At the moment i find such programs sometimes show differences in some sounds that I can't hear (the differences, not the sounds), and sometimes don't show differences in sounds that I can hear. I'm reasonably familiar with the concepts of what they are doing and have used RF spectrum analysers so the concept of frequency resolution etc aren't totally new to me. But clearly I have much to learn in using this kind of app.

Spectrogram software also doesn't have anywhere near the discrimination against background noise that we have, and display resolution in the 500-1kHz range seems to be poor. Again, that could be operator error...

By the way: I think Raven, like "Visible speech" is written in Java. If the latter presents a heavier load for your computer, then it's not because it's written in Java.

** WORK REQUEST **
Duplicate the forum post about spectrogram software in full, word for word. The data that comes next has nothing to do with this.

** RECORD SET **
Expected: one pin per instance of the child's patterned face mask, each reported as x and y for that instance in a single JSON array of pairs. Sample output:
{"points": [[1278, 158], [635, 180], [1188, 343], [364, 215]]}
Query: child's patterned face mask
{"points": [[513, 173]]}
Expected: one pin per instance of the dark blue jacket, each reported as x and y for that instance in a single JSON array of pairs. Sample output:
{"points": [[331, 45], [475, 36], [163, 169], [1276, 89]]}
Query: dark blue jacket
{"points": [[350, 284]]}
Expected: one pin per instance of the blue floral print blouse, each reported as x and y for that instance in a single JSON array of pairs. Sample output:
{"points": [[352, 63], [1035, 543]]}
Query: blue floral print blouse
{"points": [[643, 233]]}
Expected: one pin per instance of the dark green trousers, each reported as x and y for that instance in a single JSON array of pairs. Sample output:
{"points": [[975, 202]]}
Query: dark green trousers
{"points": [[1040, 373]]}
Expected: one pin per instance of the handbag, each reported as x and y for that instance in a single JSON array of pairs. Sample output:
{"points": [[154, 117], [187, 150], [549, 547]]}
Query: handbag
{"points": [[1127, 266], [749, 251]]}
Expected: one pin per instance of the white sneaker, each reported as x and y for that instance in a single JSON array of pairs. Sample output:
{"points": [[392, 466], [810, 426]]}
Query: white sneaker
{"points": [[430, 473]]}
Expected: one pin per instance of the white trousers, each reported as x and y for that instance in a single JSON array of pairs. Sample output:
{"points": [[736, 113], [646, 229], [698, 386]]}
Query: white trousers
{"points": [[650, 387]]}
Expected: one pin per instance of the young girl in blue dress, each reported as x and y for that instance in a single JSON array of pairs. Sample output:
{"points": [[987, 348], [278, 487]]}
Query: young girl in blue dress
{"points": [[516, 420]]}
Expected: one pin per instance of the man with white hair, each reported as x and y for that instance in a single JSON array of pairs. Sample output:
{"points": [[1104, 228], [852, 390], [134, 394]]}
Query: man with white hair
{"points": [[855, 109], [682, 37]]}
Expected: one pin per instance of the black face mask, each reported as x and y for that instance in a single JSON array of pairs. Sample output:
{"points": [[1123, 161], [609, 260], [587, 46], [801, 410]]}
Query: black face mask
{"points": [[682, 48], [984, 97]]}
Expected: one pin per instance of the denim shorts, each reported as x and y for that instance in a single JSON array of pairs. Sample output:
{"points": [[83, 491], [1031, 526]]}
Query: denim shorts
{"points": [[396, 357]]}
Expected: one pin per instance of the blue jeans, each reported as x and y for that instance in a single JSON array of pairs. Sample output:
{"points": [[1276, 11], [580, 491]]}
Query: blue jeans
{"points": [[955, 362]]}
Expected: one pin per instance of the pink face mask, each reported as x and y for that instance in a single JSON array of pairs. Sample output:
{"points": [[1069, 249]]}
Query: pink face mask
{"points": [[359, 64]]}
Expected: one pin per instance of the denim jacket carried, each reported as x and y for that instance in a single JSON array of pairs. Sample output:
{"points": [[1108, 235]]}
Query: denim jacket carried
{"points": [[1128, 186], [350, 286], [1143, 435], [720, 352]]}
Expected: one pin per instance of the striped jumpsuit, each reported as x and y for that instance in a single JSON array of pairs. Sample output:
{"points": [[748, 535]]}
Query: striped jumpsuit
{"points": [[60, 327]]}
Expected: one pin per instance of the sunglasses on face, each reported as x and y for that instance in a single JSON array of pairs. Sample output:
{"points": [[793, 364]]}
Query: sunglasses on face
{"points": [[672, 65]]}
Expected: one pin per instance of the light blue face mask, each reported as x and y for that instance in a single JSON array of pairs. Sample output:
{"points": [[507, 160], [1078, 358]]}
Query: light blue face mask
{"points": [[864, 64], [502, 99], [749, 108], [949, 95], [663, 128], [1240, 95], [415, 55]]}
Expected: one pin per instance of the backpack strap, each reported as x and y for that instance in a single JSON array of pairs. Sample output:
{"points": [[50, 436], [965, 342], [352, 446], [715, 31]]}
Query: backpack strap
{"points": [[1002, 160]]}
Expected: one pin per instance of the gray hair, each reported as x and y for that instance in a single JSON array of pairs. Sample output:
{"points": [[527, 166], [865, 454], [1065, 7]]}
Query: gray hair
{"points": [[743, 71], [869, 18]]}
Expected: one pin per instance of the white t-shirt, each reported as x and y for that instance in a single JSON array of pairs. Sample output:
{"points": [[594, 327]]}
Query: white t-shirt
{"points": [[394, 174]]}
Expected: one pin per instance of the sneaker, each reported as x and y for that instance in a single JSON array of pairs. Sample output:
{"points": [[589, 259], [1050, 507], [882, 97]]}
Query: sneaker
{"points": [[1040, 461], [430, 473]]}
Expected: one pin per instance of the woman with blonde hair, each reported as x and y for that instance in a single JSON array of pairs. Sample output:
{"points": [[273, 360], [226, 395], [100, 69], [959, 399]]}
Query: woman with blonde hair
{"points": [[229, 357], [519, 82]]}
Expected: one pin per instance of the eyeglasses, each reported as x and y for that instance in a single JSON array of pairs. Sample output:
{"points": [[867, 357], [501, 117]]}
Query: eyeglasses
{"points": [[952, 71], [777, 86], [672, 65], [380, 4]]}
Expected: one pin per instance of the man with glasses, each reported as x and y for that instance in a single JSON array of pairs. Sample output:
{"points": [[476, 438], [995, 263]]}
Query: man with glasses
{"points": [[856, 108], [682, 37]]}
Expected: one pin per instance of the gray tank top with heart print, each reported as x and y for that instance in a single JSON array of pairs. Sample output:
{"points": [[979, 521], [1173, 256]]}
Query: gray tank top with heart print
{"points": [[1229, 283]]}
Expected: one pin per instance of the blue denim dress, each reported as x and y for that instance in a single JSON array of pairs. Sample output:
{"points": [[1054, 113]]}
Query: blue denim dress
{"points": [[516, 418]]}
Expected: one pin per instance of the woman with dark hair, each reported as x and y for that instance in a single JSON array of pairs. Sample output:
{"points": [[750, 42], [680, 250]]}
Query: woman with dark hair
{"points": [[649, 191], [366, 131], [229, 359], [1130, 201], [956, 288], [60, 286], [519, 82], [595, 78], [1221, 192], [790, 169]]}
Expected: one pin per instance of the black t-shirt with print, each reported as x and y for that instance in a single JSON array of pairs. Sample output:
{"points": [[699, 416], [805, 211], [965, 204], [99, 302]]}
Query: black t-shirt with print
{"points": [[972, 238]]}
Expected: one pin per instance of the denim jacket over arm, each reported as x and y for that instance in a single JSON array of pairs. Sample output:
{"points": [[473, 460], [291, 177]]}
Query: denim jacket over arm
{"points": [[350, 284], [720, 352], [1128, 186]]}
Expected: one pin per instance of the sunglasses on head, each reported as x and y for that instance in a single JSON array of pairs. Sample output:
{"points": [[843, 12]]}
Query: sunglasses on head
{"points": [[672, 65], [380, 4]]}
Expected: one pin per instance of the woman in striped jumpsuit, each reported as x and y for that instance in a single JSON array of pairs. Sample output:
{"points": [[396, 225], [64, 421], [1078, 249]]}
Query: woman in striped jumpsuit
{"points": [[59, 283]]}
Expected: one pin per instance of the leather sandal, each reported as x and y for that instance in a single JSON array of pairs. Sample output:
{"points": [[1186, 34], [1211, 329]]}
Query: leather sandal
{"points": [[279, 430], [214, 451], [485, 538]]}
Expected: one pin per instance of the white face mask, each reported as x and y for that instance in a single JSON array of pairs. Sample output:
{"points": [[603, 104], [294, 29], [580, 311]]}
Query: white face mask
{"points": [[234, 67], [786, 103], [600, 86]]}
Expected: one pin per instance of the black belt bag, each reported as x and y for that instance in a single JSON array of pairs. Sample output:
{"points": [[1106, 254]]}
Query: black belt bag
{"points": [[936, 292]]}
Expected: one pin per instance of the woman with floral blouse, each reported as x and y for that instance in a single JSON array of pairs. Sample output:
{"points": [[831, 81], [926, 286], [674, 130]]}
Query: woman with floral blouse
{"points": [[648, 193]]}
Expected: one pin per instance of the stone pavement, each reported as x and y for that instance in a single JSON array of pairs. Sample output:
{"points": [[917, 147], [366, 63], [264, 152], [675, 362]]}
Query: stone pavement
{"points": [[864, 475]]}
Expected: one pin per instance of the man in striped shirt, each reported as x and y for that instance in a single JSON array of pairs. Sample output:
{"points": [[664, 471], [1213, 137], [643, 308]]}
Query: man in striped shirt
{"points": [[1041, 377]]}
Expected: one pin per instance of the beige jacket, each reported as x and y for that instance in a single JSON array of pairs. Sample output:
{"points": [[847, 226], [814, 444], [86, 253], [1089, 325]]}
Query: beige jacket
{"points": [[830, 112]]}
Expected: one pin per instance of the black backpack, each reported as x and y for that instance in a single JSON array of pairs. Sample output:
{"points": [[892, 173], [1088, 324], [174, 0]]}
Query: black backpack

** SOLUTION FOR THIS TASK **
At the moment i find such programs sometimes show differences in some sounds that I can't hear (the differences, not the sounds), and sometimes don't show differences in sounds that I can hear. I'm reasonably familiar with the concepts of what they are doing and have used RF spectrum analysers so the concept of frequency resolution etc aren't totally new to me. But clearly I have much to learn in using this kind of app.

Spectrogram software also doesn't have anywhere near the discrimination against background noise that we have, and display resolution in the 500-1kHz range seems to be poor. Again, that could be operator error...

By the way: I think Raven, like "Visible speech" is written in Java. If the latter presents a heavier load for your computer, then it's not because it's written in Java.